I currently work in the search business at Microsoft, which means I get paid to play in one of the fastest moving high tech arenas on the planet.

Today, nearly 245 million Americans will type a search query into the small white boxes on Bing, Google, Yahoo and dozens of other popular search engines. Altogether, billions of searches are conducted across these sites every day.

Walk the halls here in Redmond, or at Google's offices in Mountain View, and you will find some of the best programmers in the world busy expanding the boundaries of search. They're constantly identifying new kinds of information, and figuring out how to deliver it to you in the most useable form, usually for free.

Curious about the new Italian restaurant downtown? Bing's combining the usual reviews with what your friends are saying about it on Facebook and how long it will take you to walk there. Trying to help your daughter with her math homework? Engines are using artificial intelligence to understand whether to deliver your answers at a 4th, 7th or 12th grade level. Down the road, another team is coming up with their own search algorithms and value proposition, looking for an opening -- a way to use search, or some future twist on search, to compete with the tech giants.

The vibe in search is kinetic. We're digging, stretching, pushing and growing. Every day, our search engines conduct more searches and cover more data. Every day, we teach ourselves how to answer your questions better and help you get things done in the real world.

This should be the golden age of search, with ever-improving search tools mining new sorts of data and delivering it to you on your phone, laptop, tablet or TV. Unfortunately, it's not, because too many of these new tools are being used to monetize your search, rather than improve how it's answered. The more a search engine allows advertisers to shape and rank its results, the less it answers the question you type into it. Truly "relevant" information gets pushed down the rankings, or displaced entirely.

◆ **Dataset content**
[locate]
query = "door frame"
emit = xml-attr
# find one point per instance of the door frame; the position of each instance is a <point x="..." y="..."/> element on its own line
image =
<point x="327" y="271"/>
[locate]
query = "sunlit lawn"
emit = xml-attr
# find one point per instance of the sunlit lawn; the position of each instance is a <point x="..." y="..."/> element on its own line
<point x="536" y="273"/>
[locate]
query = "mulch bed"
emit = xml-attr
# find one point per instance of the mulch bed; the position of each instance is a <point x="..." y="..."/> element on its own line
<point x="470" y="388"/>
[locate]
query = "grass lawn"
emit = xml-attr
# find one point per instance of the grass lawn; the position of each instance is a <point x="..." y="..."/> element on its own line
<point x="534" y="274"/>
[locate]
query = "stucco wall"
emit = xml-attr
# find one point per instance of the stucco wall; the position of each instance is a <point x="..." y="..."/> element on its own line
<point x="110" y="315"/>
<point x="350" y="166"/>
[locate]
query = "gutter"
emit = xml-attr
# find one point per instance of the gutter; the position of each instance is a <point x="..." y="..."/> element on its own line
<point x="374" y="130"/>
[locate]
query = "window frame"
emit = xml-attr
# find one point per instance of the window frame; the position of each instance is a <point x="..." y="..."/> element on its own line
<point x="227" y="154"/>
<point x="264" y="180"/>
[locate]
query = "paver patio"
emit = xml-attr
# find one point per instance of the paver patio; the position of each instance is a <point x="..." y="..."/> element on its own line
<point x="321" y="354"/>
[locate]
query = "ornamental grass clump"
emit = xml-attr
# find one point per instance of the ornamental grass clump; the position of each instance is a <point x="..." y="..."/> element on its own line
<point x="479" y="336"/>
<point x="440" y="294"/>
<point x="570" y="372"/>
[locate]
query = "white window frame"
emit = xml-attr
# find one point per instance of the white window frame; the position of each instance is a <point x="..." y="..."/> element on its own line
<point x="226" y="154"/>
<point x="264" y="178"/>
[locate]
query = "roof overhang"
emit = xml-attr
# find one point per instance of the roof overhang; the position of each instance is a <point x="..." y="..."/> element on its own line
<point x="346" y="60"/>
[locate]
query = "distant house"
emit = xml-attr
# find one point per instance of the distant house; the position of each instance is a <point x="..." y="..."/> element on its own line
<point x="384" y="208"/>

--

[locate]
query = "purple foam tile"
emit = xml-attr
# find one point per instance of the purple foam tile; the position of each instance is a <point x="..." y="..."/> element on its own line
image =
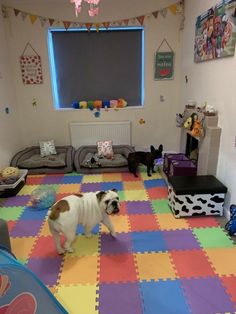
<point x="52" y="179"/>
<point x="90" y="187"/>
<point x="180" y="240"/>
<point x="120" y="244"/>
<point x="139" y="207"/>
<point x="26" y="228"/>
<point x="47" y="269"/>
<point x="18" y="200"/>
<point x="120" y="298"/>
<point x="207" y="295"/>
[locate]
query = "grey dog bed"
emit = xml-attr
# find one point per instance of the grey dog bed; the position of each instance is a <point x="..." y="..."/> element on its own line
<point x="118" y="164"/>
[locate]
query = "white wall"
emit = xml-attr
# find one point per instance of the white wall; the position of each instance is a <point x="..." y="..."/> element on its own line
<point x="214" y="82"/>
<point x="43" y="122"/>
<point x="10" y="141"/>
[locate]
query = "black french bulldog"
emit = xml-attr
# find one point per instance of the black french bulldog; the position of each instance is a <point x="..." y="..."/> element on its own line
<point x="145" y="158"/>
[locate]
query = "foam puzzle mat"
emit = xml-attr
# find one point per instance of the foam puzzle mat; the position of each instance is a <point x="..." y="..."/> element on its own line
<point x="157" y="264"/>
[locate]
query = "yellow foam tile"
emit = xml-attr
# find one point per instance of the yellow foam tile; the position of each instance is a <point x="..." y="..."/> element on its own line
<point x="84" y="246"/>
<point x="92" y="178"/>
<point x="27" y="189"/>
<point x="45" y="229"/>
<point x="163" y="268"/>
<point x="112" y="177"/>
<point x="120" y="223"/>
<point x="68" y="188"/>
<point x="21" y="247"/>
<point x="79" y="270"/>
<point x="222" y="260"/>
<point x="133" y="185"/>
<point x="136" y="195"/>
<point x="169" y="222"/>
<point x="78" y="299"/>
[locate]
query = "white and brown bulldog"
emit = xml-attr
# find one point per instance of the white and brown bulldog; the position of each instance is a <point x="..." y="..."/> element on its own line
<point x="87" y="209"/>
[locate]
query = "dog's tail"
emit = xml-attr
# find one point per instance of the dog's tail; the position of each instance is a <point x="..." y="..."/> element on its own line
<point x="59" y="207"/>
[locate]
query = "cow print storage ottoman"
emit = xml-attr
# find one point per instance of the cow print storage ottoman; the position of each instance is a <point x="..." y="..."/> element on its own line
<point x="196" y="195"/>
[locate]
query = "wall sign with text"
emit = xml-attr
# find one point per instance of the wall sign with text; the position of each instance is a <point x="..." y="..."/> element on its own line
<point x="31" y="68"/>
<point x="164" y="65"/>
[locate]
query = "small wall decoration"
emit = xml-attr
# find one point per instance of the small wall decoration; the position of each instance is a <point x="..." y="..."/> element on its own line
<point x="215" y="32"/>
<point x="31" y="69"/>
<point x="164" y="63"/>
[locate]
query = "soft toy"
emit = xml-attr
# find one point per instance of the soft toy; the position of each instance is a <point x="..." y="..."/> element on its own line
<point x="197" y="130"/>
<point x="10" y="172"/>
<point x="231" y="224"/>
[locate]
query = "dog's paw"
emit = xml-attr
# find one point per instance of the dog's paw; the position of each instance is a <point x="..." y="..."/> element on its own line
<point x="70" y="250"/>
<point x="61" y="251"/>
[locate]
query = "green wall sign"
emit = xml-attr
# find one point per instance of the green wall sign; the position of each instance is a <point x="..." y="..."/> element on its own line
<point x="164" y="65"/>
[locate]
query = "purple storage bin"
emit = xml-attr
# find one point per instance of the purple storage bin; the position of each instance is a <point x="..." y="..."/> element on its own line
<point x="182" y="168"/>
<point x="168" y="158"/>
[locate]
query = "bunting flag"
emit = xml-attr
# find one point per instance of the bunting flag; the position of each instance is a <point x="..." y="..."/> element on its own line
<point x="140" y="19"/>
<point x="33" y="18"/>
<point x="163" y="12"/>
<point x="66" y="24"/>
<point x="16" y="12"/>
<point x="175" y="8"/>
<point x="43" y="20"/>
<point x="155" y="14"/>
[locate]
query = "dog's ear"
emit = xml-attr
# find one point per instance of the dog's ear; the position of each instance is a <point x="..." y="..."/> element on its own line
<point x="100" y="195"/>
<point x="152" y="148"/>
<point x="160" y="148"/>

◆ **Task objective**
Transcribe the piece on web search word for word, beginning at "Curious about the" and stopping after "the real world.".

◆ **Answer for the task**
Curious about the new Italian restaurant downtown? Bing's combining the usual reviews with what your friends are saying about it on Facebook and how long it will take you to walk there. Trying to help your daughter with her math homework? Engines are using artificial intelligence to understand whether to deliver your answers at a 4th, 7th or 12th grade level. Down the road, another team is coming up with their own search algorithms and value proposition, looking for an opening -- a way to use search, or some future twist on search, to compete with the tech giants.

The vibe in search is kinetic. We're digging, stretching, pushing and growing. Every day, our search engines conduct more searches and cover more data. Every day, we teach ourselves how to answer your questions better and help you get things done in the real world.